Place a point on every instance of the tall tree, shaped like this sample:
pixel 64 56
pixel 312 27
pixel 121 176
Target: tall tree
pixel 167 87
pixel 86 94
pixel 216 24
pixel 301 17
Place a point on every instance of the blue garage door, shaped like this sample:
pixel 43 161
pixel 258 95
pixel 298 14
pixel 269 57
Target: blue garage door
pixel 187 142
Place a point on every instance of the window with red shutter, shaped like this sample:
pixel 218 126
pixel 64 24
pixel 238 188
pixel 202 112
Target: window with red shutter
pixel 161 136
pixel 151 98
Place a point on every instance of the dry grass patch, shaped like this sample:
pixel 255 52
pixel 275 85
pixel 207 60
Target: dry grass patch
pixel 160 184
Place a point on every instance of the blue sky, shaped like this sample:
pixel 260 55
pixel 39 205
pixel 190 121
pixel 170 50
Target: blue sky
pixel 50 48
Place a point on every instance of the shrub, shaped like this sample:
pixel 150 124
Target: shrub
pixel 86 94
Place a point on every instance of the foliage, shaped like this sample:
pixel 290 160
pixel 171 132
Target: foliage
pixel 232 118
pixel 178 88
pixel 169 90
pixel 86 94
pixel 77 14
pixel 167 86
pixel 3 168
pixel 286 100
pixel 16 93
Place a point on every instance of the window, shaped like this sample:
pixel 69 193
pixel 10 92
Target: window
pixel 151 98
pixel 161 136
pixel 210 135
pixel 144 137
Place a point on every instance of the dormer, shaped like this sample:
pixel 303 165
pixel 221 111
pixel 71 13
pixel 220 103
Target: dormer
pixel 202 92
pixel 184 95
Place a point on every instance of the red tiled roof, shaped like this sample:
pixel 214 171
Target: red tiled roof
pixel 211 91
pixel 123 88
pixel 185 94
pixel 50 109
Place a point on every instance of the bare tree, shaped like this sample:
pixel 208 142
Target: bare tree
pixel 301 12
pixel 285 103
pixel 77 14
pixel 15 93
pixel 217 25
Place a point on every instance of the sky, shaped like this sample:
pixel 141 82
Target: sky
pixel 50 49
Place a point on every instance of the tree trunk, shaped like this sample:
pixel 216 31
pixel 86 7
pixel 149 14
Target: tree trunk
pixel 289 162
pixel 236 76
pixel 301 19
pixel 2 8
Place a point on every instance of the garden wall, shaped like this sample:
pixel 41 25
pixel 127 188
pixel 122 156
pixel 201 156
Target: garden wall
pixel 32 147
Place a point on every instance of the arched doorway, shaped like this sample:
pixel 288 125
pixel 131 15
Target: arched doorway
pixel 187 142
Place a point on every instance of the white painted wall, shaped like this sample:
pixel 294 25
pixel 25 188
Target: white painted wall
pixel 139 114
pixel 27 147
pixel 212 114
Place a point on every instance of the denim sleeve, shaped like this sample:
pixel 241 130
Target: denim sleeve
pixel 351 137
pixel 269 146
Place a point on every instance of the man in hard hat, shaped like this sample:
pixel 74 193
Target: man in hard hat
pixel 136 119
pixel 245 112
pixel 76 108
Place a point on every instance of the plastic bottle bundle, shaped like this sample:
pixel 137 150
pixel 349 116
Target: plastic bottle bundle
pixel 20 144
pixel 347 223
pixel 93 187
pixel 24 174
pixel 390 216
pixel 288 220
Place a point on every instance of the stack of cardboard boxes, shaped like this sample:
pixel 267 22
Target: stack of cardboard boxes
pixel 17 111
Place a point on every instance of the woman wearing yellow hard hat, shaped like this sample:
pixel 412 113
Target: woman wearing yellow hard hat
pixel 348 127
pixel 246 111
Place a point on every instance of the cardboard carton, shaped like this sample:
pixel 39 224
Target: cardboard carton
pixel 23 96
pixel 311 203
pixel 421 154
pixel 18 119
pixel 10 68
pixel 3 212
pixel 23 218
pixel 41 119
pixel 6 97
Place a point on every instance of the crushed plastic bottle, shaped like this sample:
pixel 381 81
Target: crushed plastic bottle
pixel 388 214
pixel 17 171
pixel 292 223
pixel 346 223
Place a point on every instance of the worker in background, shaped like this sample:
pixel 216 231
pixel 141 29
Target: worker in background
···
# STATED TASK
Copy out the lines of the records above, from the one containing "Place a point on every instance of the bare" through the one containing "pixel 50 49", including both of those lines.

# OUTPUT OF THE TASK
Place a point on every instance of the bare tree, shaped like this sample:
pixel 208 142
Target: bare tree
pixel 301 12
pixel 285 103
pixel 77 14
pixel 15 93
pixel 217 25
Place a point on every instance of the sky, shaped like this sample:
pixel 141 82
Target: sky
pixel 50 49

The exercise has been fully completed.